### [EXERCISE GOAL]
Whatever lies between the line that holds "Every instance of the crumbling" and the final line of the records below, both included, should be repeated exactly; leave out the pictures and add nothing.

◇ ◇ ◇ ◇

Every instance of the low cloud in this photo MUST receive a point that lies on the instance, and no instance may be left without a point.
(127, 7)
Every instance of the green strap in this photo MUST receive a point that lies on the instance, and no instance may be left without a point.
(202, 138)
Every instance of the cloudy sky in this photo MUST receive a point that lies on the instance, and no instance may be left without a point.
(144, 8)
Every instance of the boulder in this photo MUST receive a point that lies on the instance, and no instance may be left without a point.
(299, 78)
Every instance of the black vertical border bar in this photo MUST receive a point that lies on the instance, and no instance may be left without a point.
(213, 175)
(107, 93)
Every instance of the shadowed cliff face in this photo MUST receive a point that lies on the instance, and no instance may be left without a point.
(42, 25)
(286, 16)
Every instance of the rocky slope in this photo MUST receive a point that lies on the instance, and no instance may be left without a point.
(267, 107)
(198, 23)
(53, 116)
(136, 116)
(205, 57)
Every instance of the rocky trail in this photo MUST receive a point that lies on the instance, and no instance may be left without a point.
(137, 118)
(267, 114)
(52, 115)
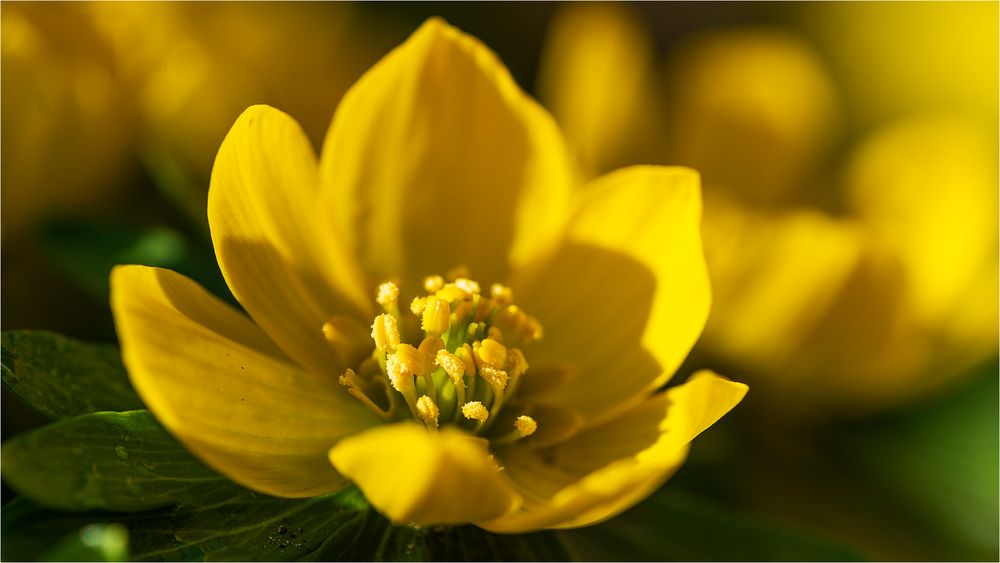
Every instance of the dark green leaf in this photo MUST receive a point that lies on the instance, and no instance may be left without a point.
(115, 461)
(676, 526)
(940, 461)
(87, 251)
(93, 542)
(60, 377)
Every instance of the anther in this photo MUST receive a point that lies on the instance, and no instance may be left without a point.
(436, 317)
(385, 332)
(475, 411)
(525, 426)
(388, 294)
(428, 411)
(433, 283)
(490, 353)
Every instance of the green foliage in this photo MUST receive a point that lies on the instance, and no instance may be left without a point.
(86, 251)
(60, 377)
(93, 542)
(115, 461)
(676, 526)
(940, 461)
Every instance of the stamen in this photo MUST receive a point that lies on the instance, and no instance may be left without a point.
(433, 283)
(436, 317)
(475, 411)
(490, 353)
(385, 332)
(428, 411)
(388, 294)
(525, 426)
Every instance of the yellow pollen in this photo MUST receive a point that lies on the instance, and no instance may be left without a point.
(451, 293)
(525, 426)
(501, 294)
(457, 272)
(385, 332)
(497, 378)
(491, 353)
(453, 366)
(428, 411)
(516, 364)
(411, 360)
(388, 294)
(436, 317)
(475, 410)
(468, 286)
(400, 380)
(433, 283)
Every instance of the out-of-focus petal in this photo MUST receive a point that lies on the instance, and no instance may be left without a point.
(413, 475)
(626, 294)
(605, 470)
(269, 230)
(221, 387)
(436, 158)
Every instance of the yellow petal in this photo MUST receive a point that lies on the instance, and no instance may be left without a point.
(594, 76)
(436, 158)
(267, 228)
(605, 470)
(626, 294)
(222, 388)
(413, 475)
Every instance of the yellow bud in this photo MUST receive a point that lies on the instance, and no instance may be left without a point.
(451, 293)
(428, 411)
(469, 286)
(388, 294)
(429, 349)
(411, 360)
(525, 426)
(437, 315)
(418, 304)
(475, 411)
(398, 377)
(453, 366)
(516, 364)
(385, 332)
(497, 378)
(433, 283)
(501, 294)
(491, 353)
(465, 354)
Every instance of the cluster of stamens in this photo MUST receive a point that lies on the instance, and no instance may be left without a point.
(463, 366)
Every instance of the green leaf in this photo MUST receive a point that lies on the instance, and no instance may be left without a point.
(336, 527)
(940, 460)
(60, 377)
(676, 526)
(86, 251)
(93, 542)
(115, 461)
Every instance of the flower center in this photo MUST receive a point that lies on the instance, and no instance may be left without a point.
(453, 358)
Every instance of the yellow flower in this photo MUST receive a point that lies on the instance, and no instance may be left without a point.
(439, 403)
(835, 291)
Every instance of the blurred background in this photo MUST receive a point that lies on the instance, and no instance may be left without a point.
(849, 158)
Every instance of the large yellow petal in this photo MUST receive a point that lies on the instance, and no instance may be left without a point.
(413, 475)
(222, 388)
(436, 158)
(268, 229)
(626, 294)
(607, 469)
(595, 78)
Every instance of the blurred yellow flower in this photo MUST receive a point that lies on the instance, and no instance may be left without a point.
(446, 410)
(874, 285)
(97, 86)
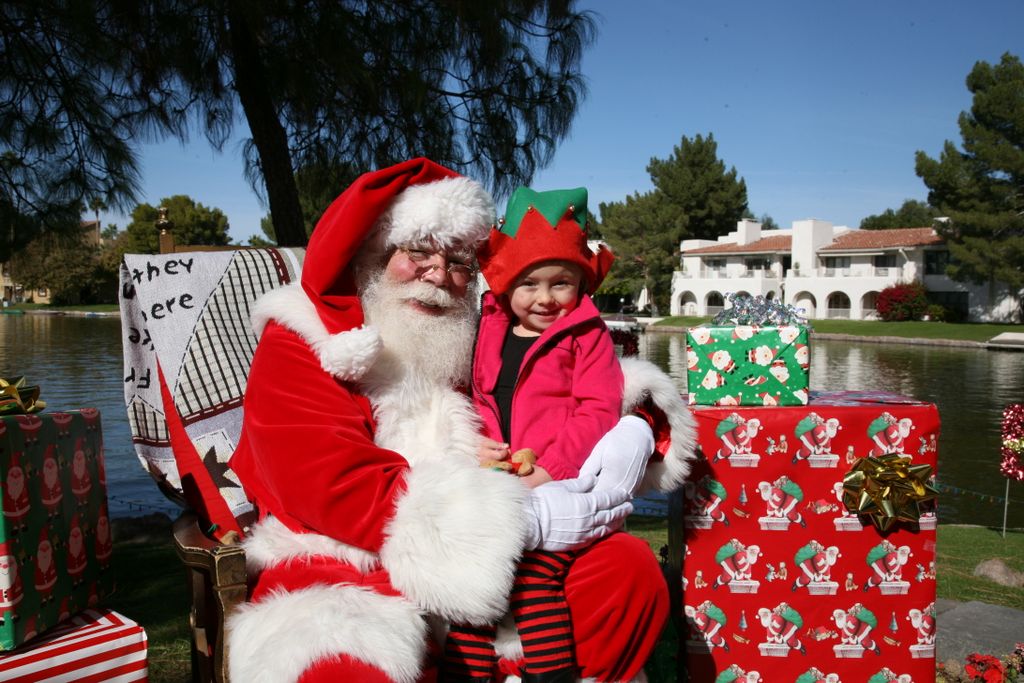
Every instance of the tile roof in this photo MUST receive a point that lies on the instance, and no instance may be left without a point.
(905, 237)
(776, 243)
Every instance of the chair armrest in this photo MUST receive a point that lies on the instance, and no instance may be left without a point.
(218, 583)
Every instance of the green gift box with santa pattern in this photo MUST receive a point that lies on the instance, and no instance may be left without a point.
(55, 542)
(748, 365)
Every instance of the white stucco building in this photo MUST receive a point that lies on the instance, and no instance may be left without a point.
(828, 270)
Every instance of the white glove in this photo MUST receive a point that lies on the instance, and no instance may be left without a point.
(566, 515)
(620, 459)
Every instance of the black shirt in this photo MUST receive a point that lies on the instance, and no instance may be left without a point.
(513, 350)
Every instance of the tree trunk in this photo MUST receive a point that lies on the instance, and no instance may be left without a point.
(268, 135)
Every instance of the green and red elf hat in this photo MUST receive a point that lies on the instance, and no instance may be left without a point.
(539, 227)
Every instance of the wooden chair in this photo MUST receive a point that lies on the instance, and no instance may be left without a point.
(216, 573)
(212, 291)
(216, 568)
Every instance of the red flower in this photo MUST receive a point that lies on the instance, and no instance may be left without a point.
(985, 668)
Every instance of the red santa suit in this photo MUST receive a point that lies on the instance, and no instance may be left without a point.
(50, 492)
(10, 583)
(46, 569)
(374, 512)
(103, 541)
(81, 482)
(15, 494)
(76, 551)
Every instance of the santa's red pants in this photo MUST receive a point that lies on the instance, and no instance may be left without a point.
(619, 602)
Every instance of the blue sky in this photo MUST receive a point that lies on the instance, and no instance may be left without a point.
(818, 104)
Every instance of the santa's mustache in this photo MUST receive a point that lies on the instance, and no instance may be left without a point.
(427, 294)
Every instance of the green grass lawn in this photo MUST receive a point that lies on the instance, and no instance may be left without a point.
(980, 332)
(152, 589)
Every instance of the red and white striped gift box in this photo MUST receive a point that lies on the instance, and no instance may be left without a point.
(95, 645)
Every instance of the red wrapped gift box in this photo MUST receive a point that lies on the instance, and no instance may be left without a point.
(95, 645)
(779, 579)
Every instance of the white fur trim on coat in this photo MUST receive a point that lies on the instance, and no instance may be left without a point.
(346, 355)
(452, 211)
(643, 380)
(280, 637)
(270, 543)
(455, 541)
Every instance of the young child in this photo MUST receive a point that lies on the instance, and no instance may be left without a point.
(546, 382)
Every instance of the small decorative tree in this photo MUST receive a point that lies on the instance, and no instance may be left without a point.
(903, 301)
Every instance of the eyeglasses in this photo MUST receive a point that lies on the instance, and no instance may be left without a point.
(460, 273)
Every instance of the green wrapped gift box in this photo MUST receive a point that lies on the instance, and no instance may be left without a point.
(55, 534)
(748, 365)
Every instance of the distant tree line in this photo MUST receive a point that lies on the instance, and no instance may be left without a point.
(327, 89)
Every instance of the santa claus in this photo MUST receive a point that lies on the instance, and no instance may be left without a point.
(50, 492)
(10, 583)
(46, 570)
(76, 551)
(375, 517)
(81, 482)
(15, 494)
(103, 540)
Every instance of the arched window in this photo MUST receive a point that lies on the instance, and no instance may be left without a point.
(716, 302)
(839, 305)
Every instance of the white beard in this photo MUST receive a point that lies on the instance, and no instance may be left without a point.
(419, 413)
(436, 348)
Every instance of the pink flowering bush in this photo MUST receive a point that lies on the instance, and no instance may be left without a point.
(985, 669)
(903, 301)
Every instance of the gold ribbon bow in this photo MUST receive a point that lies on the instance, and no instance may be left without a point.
(888, 488)
(17, 398)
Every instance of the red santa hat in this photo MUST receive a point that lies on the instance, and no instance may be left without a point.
(412, 202)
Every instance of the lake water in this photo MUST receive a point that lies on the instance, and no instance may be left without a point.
(78, 363)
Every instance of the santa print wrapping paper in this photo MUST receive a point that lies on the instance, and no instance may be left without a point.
(55, 540)
(96, 645)
(781, 584)
(748, 365)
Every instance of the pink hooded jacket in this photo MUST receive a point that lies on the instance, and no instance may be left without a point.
(569, 388)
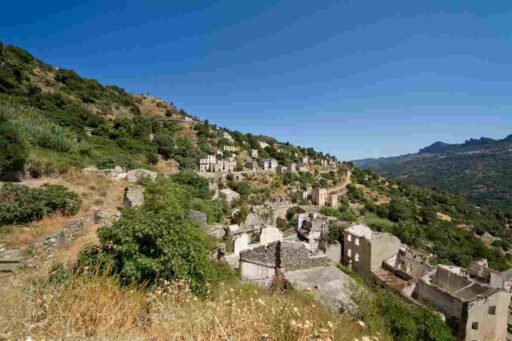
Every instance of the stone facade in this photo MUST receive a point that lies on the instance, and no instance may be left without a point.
(480, 312)
(364, 250)
(319, 196)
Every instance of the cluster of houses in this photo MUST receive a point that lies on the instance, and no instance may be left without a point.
(217, 163)
(474, 301)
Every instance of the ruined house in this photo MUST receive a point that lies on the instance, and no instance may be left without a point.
(364, 250)
(260, 264)
(319, 196)
(229, 194)
(477, 311)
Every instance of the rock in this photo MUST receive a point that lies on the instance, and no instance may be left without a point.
(136, 175)
(10, 259)
(199, 217)
(133, 196)
(329, 285)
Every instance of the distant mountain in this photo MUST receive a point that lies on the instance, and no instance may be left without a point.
(480, 169)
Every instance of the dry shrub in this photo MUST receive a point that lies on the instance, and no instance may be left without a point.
(244, 312)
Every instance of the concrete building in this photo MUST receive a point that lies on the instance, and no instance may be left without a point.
(319, 196)
(260, 264)
(481, 312)
(302, 167)
(228, 148)
(230, 194)
(364, 250)
(332, 200)
(282, 169)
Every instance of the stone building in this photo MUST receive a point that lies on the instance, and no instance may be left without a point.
(319, 196)
(479, 311)
(260, 264)
(210, 163)
(332, 200)
(364, 250)
(302, 167)
(282, 169)
(229, 194)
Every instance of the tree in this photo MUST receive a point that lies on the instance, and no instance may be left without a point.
(14, 154)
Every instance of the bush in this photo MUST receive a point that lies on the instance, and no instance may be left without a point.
(146, 246)
(21, 204)
(13, 154)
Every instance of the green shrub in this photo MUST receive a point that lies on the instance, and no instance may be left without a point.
(13, 154)
(21, 204)
(148, 245)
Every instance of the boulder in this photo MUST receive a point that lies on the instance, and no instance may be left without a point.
(133, 196)
(136, 175)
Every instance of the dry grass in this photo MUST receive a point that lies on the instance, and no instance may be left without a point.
(97, 307)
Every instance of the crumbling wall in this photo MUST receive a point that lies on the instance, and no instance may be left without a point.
(427, 293)
(295, 256)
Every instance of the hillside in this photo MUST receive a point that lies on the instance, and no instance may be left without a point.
(155, 260)
(480, 169)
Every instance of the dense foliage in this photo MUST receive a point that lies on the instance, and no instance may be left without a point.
(157, 241)
(14, 154)
(21, 204)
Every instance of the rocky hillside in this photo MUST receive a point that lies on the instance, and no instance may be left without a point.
(480, 169)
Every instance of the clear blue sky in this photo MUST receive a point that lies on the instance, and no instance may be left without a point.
(353, 78)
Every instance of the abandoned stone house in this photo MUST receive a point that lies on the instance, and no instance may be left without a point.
(253, 153)
(210, 163)
(302, 167)
(229, 194)
(477, 311)
(260, 264)
(319, 196)
(281, 169)
(252, 165)
(364, 250)
(228, 148)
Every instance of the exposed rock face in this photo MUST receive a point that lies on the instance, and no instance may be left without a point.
(10, 259)
(199, 217)
(133, 196)
(328, 284)
(136, 175)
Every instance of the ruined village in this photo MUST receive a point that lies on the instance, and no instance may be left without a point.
(474, 301)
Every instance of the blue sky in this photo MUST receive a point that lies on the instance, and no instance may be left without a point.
(353, 78)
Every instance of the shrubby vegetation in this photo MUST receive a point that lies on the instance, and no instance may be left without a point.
(21, 204)
(157, 241)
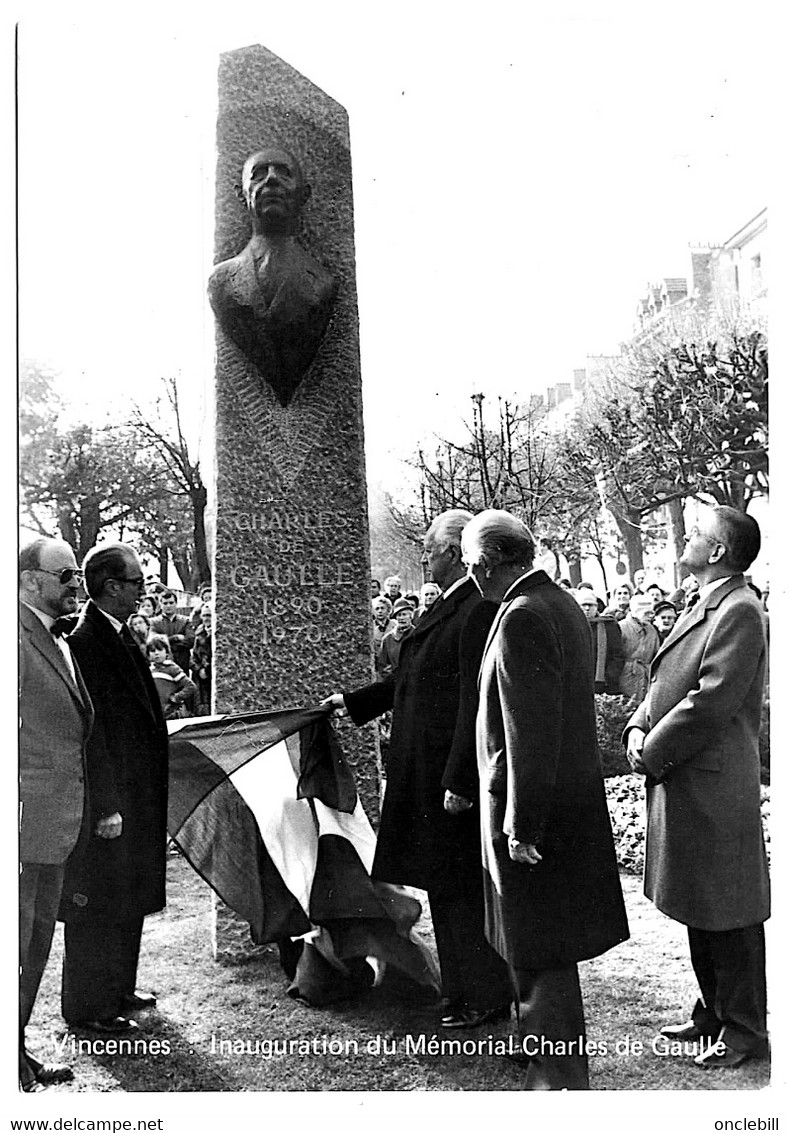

◇ ◇ ◇ ◇

### [EXERCISE RESULT]
Every instance of the crumbling wall in this photo MUST receive a point that lies on the instance, and no instance may be left without a point.
(427, 293)
(295, 256)
Every instance of the hillside in this photo MUST receive a point that lies on the instance, and no instance may be left without a point.
(155, 260)
(480, 169)
Every instance of the dense foliage in this photo MUST receive a point that lies on the instance, and no instance may be left without a point.
(157, 241)
(14, 154)
(21, 204)
Every instance of the rocky hillside in this photo MUST receive a point that lies on the instance, and no instance may be left without a point.
(480, 169)
Every instance of the clear blue sky in this photo MUST receive a point that lies on the instance, and no instance may be left without a point.
(353, 78)
Every instance of the abandoned stone house in this photo MUST receive a point that lies on the instance, and no instance may be left without a point.
(253, 153)
(210, 163)
(302, 167)
(229, 194)
(477, 311)
(260, 264)
(319, 196)
(281, 169)
(252, 165)
(364, 250)
(228, 148)
Every instance of the exposed rock face in this photo MUST receive a point that lies on the instance, and no instance may be left without a point.
(10, 259)
(199, 217)
(133, 196)
(328, 284)
(136, 175)
Every instance of the ruined village in this photo MUST receive a point that lies on the instance, and no instance may be left without a point.
(474, 301)
Every instance of the blue sky in this photo MUST receive a point that lies on the instance, and no instance may be left without a point.
(353, 78)
Every instance of the shrubby vegetation in this photo MUST receive a point that lies on the instance, and no instance may be left without a point.
(21, 204)
(157, 241)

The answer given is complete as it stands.